** Material shown follows **
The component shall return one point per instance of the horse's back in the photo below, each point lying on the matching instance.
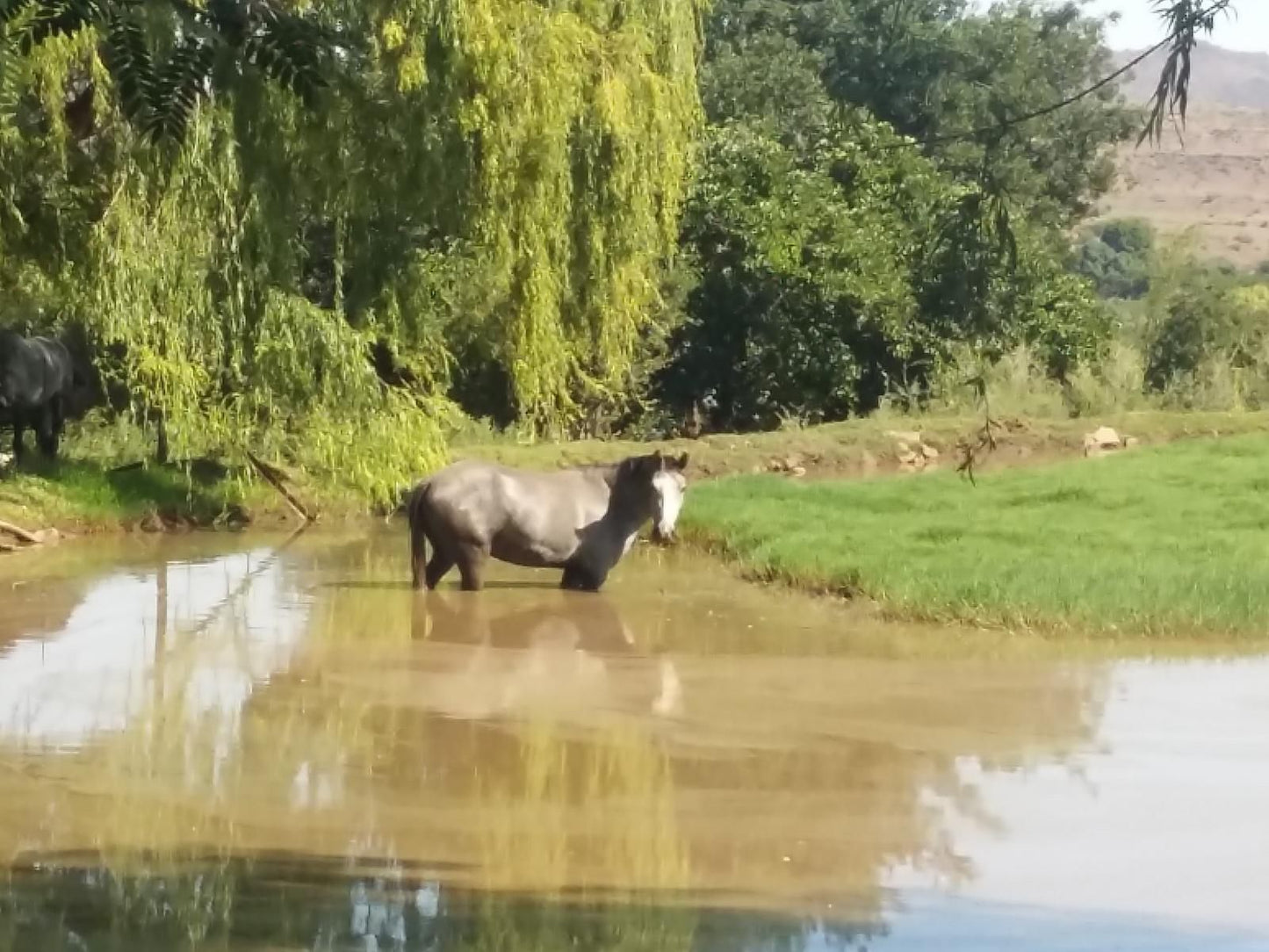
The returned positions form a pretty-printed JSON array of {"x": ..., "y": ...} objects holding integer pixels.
[
  {"x": 36, "y": 368},
  {"x": 524, "y": 516}
]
** End of Material shown **
Once the line with "The returned positions" has been found in the records above, retype it and every line after it exactly, and include nothing else.

The returned positions form a pretty-printed JSON array of {"x": ..., "y": ...} objects holding integer pixels.
[
  {"x": 36, "y": 368},
  {"x": 524, "y": 516}
]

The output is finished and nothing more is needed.